Like so many young people growing up in Central Asia, Ulzhan* was headed for destruction. Throughout the former Soviet countries, increasing numbers of youth are turning to alcohol and drugs. Ulzhan needed larger and larger quantities of alcohol and drugs to fill the hole in his soul. When Jesus came into his life through the church, everything changed. Life became meaningful.

Today, he serves God in often very stressful circumstances in Central Asia. Open Doors recently spoke to the now underground church leader at a secret location. In this rare interview, Ulzhan reveals how God grabbed hold of his heart, how he fiercely prayed for his Muslim parents, and how God uses persecution to grow His Church.

Can you share with us how you came to faith?

My grandmother was an Orthodox Christian. She had a big impact on me. She was so nice and prayed diligently. She really took good care of me. She was quite rich for Soviet standards but never counted her money. Instead, she used it to bless others, including me.

But my life slipped away after I came back from serving the army at age 20. Life just didn’t have any purpose. I did what so many young people do in Central Asia: I drank a lot of alcohol and used drugs to make me feel better. I started using drugs when I was 14 years old. My friends and I lived for that kind of fun. Later, I worked as a bodyguard. Some girls came up to my client and told him: ‘We believe in Jesus Christ. He is our Savior!’ They invited him to go to church. But he told them he was a Muslim and suggested they invite his bodyguard.

I was a Muslim too! Not a very strong one, of course. I agreed to go to church with them. I got a Bible and went to church. That church showed me there was a different way—that life had meaning. Within one month, I didn’t drink, smoke or use drugs anymore. My friends stopped seeing me because I was no longer fun to hang out with. They even warned me, “You are a very strange believer! You go to a sect! Stop visiting that church if you know what’s good for you!”

How did your parents respond when you became a believer?

My relationship with my parents was never very good. That’s why I spent so much time with my grandmother. My parents were always busy working. The problems I had with them continued to be the same. There were many quarrels. They didn’t like that I had become a Christian.

What did you do?

I prayed for many years. Fifteen years for my mother, then she became a believer. I had to pray even longer for my father, 21 years. He became a follower of Christ only one year before his death.

What about your friends? Did you pray for them too?

Of course. I didn’t see them very often. Two or three of them have come to faith since then. Some died of sickness. The others, I have no information about.

Can you tell us about your current ministry?

I wish I could. I trust you but not these walls.

Do you feel comfortable sharing about what God is doing in Central Asia?

Yes. In the last six years, God has really surprised me. It’s not because of anything that I have done; it’s all His work. So many people have come to faith. People of so many different backgrounds and social conditions. I see this movement of God in my life and in the lives of people around me. It’s incredible. I’m really grateful to be in this ministry, and I’m so grateful for your support and prayers. It’s a great comfort to know that other people know about our difficulties.

> Given information:

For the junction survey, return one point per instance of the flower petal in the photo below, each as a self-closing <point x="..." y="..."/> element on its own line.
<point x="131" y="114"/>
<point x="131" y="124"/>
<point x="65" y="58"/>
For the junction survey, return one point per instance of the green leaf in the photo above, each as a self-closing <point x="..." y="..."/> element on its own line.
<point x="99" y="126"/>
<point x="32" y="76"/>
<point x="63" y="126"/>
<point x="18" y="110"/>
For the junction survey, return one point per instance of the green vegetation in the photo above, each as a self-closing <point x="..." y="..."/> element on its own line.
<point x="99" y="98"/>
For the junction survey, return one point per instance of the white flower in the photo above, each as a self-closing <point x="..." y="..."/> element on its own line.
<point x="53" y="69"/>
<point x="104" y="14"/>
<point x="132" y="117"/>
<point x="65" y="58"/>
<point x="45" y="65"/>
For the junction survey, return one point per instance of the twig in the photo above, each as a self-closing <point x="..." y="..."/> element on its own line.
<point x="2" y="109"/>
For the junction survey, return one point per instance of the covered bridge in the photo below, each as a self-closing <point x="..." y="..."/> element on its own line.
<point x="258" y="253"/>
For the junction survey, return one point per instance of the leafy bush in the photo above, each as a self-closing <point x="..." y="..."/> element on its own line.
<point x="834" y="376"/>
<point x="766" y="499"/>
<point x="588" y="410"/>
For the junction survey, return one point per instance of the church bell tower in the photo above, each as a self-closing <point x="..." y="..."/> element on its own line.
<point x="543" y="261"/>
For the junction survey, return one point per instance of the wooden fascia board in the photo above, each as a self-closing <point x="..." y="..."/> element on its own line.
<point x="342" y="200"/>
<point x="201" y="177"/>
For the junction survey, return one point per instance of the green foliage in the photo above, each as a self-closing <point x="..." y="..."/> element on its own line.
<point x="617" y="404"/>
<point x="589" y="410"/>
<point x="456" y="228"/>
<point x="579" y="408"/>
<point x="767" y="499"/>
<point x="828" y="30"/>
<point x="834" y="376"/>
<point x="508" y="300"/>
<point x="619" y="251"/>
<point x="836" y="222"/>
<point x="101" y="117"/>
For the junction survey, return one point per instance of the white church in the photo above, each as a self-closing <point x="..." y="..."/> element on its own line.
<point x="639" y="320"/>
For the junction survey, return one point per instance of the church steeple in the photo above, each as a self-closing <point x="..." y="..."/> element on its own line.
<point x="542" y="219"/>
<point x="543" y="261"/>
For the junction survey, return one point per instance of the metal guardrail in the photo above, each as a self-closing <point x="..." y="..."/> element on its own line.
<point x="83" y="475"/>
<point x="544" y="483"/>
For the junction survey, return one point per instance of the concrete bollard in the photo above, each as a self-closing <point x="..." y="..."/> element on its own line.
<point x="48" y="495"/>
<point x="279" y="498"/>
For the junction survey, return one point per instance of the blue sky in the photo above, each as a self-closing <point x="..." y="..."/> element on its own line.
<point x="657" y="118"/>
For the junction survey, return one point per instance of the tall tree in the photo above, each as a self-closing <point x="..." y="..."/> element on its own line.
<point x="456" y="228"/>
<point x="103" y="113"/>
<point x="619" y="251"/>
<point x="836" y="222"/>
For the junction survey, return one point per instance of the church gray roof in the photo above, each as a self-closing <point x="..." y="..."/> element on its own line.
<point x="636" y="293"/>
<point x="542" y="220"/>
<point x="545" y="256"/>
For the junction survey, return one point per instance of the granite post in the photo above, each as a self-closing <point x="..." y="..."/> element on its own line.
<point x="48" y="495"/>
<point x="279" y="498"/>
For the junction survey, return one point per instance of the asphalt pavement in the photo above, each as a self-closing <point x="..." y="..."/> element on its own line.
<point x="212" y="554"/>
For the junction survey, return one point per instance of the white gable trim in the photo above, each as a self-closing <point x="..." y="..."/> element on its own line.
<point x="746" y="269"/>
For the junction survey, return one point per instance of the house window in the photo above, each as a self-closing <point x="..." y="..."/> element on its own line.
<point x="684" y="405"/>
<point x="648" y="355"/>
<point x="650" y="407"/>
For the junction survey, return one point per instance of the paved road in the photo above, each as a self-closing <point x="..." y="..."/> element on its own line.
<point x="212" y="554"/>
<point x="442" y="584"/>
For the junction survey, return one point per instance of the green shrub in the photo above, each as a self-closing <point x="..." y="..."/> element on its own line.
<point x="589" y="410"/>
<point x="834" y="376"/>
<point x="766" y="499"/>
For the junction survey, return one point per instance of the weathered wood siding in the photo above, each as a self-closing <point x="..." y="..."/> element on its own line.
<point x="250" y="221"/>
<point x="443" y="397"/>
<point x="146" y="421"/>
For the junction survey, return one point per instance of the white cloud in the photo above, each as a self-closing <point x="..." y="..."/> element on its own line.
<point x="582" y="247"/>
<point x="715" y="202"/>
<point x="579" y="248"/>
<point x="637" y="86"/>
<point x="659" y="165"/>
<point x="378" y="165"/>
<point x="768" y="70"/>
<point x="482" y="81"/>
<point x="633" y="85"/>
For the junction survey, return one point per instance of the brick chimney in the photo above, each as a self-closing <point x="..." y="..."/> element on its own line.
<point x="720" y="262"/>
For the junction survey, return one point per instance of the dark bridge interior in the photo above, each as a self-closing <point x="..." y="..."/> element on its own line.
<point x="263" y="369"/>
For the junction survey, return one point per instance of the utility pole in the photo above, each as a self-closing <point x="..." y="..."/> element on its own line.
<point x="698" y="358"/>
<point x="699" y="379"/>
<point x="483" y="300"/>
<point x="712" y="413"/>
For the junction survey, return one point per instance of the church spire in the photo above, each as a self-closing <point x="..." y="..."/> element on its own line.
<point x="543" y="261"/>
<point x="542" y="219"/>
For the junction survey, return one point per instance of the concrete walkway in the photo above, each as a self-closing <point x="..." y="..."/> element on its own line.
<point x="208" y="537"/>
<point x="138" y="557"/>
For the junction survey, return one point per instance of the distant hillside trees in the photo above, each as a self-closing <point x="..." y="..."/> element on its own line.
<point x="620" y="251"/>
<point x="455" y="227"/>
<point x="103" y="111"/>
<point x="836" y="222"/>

> Short problem:
Resume the interview with Ulzhan about his faith and his life in Central Asia, starting right after its last line. The items aren't needed for anything here.

> The result:
What’s the one thing our brothers and sisters outside Central Asia should know?

How good Jesus is. There is no other name than His. He is the only Savior. I’m in my 40s now, but this is all I have to share. Jesus is the focus. He is supreme. Nothing is more important than the soul of a person. It doesn’t matter how we share the gospel, only that we do it. Explain that we are saved through the name of Jesus. Share this news wherever you can.

You are so right, and this will be an encouragement for our supporters. But please help us understand the plight of believers in your country too so that we can pray better. For example, what’s the most heartbreaking story you’ve heard?

Please don’t think I’m a hero. The praise should go to others. There was one sister. Let’s call her Nadia. She took care of her sick husband and their three children. One day the police came to threaten her because she was an underground small group leader. They took her to the police station and didn’t give her any food or water, she wasn’t allowed to go to the toilet, and they violated her.

They wanted her to give away sensitive information, such as the names of other Christians. She would lose her future and her family if they sent her to prison. Then they even threatened to harm her children who were only 15, 12 and 2. It was very disturbing and frightening to her.

What did she do?

She didn’t give them any names, but it was a real nightmare. The police questioned her every day, saying, “If you don’t tell us who you work with, we won’t allow your children to go to school anymore!”

Actually, she had been arrested on an outreach with her oldest son. Of course, he wasn’t as strong as his mother. And after one day without food, water and toilet, he was tortured too. They pulled his hair and tried to break his hand. They wanted names, and he told the police my name.

Were you arrested?

The police came to search my house, but I don’t keep sensitive materials at my home. They couldn’t find anything. Yet, they still gave me a huge fine. It was a very hard time for all of us. Especially for Nadia and her family. In the end, the police gave up and released Nadia and her son.

Why do you think God allows this kind of persecution to happen?

Okay, let me preach for a little bit. God is our Father. Whenever He teaches us, He is preparing us for something important. We are not weak plants unable to survive on their own. We have been planted by Him for a purpose. We have to fulfill His will in this place.

Look, Jesus became obedient through suffering, right? We are not better than Jesus. We need to learn obedience through suffering as well. He won’t spare us the suffering. We are His children, and this suffering is a kind of training for us. After going through problems, suffering and persecution, we too wonder sometimes: Why do we still do this ministry? Is it worth it? We like comfort, but we have so many problems. But then we also experience His love, and all we want is to get to know Him even better. And the truth is that we learn more about Him when we suffer.

It’s what the Bible teaches.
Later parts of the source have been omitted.